_Pointing dataset excerpts_.
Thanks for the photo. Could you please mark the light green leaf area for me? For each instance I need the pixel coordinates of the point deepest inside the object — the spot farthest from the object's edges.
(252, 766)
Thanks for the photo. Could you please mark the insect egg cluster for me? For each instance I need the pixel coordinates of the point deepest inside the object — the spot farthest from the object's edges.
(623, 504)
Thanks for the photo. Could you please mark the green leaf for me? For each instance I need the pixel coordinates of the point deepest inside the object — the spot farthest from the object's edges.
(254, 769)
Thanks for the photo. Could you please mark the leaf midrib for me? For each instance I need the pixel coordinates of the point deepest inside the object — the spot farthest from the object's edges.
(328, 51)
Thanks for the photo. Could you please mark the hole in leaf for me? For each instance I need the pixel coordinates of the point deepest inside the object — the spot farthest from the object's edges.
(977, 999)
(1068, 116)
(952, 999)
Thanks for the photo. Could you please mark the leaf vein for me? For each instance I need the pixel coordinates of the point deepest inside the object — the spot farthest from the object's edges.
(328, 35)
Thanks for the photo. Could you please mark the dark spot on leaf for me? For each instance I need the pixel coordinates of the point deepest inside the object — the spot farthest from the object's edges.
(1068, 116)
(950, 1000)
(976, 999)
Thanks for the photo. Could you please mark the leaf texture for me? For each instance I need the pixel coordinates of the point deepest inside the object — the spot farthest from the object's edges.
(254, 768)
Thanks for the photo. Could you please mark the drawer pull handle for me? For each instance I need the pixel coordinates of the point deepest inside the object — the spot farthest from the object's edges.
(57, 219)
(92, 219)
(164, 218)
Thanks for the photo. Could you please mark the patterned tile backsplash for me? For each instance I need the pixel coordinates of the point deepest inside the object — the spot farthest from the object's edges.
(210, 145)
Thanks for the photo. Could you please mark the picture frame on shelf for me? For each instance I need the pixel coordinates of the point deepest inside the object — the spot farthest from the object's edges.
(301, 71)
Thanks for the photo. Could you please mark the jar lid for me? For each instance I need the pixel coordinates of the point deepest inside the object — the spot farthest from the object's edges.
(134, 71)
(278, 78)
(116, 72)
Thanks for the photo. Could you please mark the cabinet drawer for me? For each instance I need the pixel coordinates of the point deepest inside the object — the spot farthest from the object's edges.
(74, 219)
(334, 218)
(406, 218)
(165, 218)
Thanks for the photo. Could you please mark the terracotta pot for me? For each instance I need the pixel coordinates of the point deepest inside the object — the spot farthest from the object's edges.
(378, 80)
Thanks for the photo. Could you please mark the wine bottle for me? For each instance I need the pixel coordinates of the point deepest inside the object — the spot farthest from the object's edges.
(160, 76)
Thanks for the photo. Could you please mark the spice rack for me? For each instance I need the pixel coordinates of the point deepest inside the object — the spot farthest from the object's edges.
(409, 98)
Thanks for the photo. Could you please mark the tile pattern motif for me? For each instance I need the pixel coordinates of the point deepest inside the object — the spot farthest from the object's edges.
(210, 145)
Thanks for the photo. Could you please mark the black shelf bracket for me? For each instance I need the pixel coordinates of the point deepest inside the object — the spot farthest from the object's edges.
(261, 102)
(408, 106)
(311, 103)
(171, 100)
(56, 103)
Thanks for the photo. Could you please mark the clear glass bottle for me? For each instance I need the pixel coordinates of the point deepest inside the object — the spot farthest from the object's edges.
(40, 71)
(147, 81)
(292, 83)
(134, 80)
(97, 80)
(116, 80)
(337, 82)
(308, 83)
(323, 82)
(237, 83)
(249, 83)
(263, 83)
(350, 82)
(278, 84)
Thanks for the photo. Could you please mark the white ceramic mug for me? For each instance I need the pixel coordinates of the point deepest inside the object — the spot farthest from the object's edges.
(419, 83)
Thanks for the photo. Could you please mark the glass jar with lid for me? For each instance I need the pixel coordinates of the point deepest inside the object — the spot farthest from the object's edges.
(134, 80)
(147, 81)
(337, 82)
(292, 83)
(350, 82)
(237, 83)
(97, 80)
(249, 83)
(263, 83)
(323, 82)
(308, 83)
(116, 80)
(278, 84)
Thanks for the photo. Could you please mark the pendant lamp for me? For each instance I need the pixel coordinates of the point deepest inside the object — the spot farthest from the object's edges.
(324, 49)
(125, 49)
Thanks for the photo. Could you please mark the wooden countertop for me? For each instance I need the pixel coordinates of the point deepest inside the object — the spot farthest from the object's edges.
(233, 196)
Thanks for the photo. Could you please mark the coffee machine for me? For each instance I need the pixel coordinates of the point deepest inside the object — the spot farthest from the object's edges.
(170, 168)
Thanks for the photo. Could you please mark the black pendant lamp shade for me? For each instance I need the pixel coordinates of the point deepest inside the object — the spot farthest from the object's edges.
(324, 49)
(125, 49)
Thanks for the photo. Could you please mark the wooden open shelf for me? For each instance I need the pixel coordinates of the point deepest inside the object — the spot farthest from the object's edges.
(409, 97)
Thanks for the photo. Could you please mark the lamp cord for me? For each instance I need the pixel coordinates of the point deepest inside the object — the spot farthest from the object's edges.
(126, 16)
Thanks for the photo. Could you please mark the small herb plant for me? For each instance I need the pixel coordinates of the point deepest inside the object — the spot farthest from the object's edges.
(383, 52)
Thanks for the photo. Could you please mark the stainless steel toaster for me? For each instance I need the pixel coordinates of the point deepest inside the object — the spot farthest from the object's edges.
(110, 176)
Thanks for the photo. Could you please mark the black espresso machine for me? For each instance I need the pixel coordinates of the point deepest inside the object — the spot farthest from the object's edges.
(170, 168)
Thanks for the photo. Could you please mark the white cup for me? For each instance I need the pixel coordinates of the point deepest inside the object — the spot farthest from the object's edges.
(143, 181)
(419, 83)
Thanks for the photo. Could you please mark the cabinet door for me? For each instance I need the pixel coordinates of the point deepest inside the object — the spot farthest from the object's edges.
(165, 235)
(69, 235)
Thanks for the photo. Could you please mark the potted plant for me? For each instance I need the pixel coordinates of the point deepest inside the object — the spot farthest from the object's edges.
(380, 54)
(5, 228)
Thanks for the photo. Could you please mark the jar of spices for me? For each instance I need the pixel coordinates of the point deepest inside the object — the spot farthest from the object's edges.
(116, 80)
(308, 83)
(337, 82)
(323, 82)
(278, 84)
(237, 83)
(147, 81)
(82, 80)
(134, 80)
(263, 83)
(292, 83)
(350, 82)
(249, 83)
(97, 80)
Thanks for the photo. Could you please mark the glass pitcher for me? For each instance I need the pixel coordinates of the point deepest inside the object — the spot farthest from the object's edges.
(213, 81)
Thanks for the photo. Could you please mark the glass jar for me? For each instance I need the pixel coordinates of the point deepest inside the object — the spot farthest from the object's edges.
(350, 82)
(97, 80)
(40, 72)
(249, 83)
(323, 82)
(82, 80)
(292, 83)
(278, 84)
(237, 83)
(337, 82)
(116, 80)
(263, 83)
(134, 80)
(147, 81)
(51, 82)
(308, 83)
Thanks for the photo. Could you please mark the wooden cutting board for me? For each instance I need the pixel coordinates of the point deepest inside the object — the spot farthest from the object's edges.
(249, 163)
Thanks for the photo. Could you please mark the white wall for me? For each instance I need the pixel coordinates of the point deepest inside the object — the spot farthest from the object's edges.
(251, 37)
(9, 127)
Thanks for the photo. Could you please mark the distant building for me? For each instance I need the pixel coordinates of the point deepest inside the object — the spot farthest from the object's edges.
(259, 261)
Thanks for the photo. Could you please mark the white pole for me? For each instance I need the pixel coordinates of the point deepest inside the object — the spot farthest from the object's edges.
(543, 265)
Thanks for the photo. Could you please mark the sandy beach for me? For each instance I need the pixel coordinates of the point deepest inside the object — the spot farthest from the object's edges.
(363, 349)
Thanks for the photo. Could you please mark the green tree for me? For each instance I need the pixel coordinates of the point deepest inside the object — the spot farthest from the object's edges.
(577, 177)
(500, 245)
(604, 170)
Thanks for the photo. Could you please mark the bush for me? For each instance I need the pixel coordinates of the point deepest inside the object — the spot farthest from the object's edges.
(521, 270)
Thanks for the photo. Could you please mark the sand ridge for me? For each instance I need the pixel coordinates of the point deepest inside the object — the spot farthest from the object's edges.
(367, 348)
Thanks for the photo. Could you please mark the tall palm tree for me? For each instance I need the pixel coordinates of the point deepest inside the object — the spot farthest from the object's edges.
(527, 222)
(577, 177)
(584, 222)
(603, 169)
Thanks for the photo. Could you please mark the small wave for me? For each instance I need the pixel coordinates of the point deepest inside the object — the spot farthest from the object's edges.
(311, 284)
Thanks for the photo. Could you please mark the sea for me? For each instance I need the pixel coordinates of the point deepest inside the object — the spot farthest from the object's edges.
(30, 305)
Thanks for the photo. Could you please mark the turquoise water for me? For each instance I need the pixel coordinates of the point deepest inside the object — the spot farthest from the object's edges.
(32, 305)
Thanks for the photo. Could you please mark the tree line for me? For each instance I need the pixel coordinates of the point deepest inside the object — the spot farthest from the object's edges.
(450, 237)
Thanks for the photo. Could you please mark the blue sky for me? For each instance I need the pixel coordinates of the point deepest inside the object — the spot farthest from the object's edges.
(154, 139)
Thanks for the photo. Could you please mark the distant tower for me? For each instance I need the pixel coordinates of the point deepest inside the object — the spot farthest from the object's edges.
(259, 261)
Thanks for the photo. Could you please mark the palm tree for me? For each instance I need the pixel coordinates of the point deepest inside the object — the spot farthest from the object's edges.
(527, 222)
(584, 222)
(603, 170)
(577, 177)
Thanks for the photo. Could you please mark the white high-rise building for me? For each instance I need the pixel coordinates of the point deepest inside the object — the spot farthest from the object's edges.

_PROBLEM DESCRIPTION_.
Locate the line that contains "Thanks for the photo. Could you please mark the distant tower". Repeat it and every line after it, up to and including the final line, exactly.

_THE RESULT_.
Thanks for the photo. Could you please mark the distant tower for me? For each instance I need the pixel coordinates of the point deepest inside the object — the spot farthest from the object's edges.
(259, 261)
Thanks for the photo. Could you please mark the palm tree for me? For each instance I need the pixel coordinates of the point deepest inside the object — the spot farthest from the object's edges.
(527, 222)
(584, 222)
(603, 170)
(577, 177)
Thanks for the photo. Could you please mark the white high-rise building for me? For each instance I need the pixel coordinates of the point deepest inside the object — the spot farthest from the object's edges.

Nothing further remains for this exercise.